Pictures stay out of the copy; restate everything else in the material exactly.

--- BEGIN Data shown ---

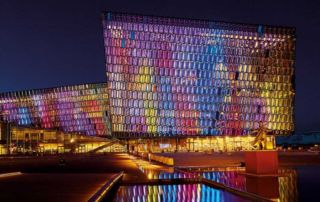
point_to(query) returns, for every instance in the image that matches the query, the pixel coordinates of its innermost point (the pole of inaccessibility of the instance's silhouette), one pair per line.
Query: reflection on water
(173, 193)
(283, 187)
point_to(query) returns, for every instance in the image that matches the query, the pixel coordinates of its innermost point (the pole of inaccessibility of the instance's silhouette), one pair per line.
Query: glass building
(170, 77)
(79, 109)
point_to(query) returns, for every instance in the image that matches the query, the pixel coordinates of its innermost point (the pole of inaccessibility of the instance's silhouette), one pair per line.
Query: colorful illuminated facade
(170, 77)
(79, 109)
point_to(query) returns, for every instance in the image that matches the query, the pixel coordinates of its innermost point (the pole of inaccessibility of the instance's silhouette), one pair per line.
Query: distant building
(306, 138)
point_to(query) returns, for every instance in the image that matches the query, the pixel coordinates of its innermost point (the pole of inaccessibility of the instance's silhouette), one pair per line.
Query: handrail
(105, 189)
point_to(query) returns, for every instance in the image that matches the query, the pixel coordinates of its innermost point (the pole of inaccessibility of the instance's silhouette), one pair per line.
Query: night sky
(48, 43)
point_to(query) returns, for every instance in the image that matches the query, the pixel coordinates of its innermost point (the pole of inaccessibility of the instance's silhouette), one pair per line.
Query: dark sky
(48, 43)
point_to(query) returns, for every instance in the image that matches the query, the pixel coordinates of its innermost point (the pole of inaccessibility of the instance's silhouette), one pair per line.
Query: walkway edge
(106, 188)
(10, 174)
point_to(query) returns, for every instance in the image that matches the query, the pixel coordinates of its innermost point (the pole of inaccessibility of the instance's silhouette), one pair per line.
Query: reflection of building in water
(283, 187)
(179, 193)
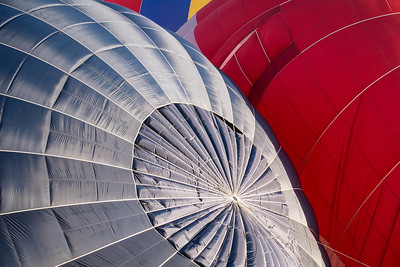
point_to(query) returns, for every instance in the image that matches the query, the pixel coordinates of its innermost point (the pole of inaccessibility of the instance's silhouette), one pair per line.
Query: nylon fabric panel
(122, 144)
(330, 102)
(37, 238)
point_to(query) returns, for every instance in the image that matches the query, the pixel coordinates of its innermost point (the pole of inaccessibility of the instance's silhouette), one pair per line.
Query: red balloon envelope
(325, 74)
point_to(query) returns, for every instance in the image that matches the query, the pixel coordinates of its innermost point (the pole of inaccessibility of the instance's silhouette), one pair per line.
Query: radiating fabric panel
(120, 144)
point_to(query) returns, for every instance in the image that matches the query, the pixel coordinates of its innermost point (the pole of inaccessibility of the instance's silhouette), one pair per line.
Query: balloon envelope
(122, 145)
(325, 76)
(168, 14)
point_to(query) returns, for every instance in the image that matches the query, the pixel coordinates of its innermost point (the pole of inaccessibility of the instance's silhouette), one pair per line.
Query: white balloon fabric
(122, 145)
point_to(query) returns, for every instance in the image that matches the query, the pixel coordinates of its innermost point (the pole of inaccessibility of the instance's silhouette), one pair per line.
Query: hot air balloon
(122, 145)
(325, 76)
(168, 14)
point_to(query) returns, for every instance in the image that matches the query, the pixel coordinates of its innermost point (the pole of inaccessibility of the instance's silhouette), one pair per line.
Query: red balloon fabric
(325, 74)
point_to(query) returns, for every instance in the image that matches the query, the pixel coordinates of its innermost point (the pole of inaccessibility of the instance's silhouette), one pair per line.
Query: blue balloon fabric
(122, 145)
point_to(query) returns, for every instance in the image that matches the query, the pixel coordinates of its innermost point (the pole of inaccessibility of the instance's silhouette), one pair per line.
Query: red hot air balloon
(325, 74)
(168, 14)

--- END Data shown ---

Reply to the task:
point_to(query) returns, for every instance in the image that matches the query, the pixel coordinates of its innermost point (the pole of inaccessibility of the instance's silhouette), one pair per line.
Query: reflection on water
(173, 193)
(283, 187)
point_to(query) returns, for every instance in the image that matches the query, the pixel coordinates of its innermost point (the pole of inaccessibility of the instance's silhouette), one pair per line.
Query: glass building
(170, 77)
(79, 109)
point_to(query) returns, for every instance in the image that matches the query, the pixel coordinates of its innermost point (the pole of inaccessibility of the instance's silhouette), one pair per line.
Query: colorful illuminated facade
(170, 77)
(79, 109)
point_to(query) returns, for every instance in the image that matches the query, the pixel coordinates of its innermost point (the pole of inaccessibility of the instance's silhouette), one pair per line.
Query: distant building
(306, 138)
point_to(query) returns, for every instance in the image that matches the query, the pixel coordinates of its innermost point (the pole of inaccessibility of the instance's silhouette), one pair per line.
Query: handrail
(105, 189)
point_to(query) returns, for every instance in the image that matches the query, the pixel coordinates of its innermost point (the pole of inaccessibility of the instance's silhouette), one pair per line.
Query: night sky
(48, 43)
point_to(query) returns, for every instance in the image that matches the query, the pixel coordinates of its innermost point (the pole of inaccessibility of the instance's silhouette), one pair per line.
Query: dark sky
(48, 43)
point_to(query) returns, for every instance in the image that matches the query, the pixel coordinates of its innermost point (the pole of inaccessibility of the instance's silhouette), one pair per line.
Query: walkway edge
(106, 188)
(10, 174)
point_to(query) returns, for every instance in the image that matches the query, the pixel coordinates of its innermost point (the pole of inaccessibility of the instance's silhouette), one pair per line.
Query: reflection of building in water
(283, 187)
(179, 193)
point_to(query) returns, for every instance in the image that matches the query, the pixel coordinates of its innermost point (the pole of inaccessibility of the instance's silhouette), one pair per line.
Query: nylon fabric panel
(122, 144)
(330, 102)
(37, 238)
point_to(query) returns, for every instance in the image that matches the query, the pixel coordinates of its innermost point (the pole of inaccessibility of the instance's silhouette), one pair per line.
Query: red balloon envelope
(325, 74)
point_to(query) returns, for every instance in the image that matches the query, the pixel coordinates of its innermost point (the pole of inaccessibility of the instance's silhouette), one pair per line.
Query: radiating fabric panel
(120, 144)
point_to(query) returns, for every instance in the image that matches the query, the pixel coordinates of its innermost point (the pole of inaccessibility of the instance's silhouette), one pair per line.
Query: balloon envelope
(122, 145)
(325, 76)
(168, 14)
point_to(query) returns, for every instance in the image that matches the query, the pixel coordinates of its innermost point (the pole of inaccessibility of the instance's silhouette), one pair per line.
Query: white balloon fabric
(122, 145)
point_to(query) returns, for every instance in the image that matches the query, the pixel coordinates of its innermost point (the pole of inaccessibility of the instance's silhouette), one pair per line.
Query: hot air balloon
(122, 145)
(325, 76)
(168, 14)
point_to(query) returns, for every instance in the image that matches the query, the pixel coordinates of its innermost point (the pole of inaccessibility of the instance's silhouette), one pair per line.
Query: red balloon fabric
(325, 74)
point_to(query) returns, for every instance in the image that matches the query, the pixel coordinates of its innermost point (the pole of inaccessibility of the instance's silhouette), one pair per line.
Query: blue balloon fabric
(122, 145)
point_to(query) returns, for every instance in the image that matches the query, the pixel coordinates of its innermost point (the pole of inaccessibility of the instance's silhouette), one pair per line.
Query: red hot air balloon
(325, 74)
(168, 14)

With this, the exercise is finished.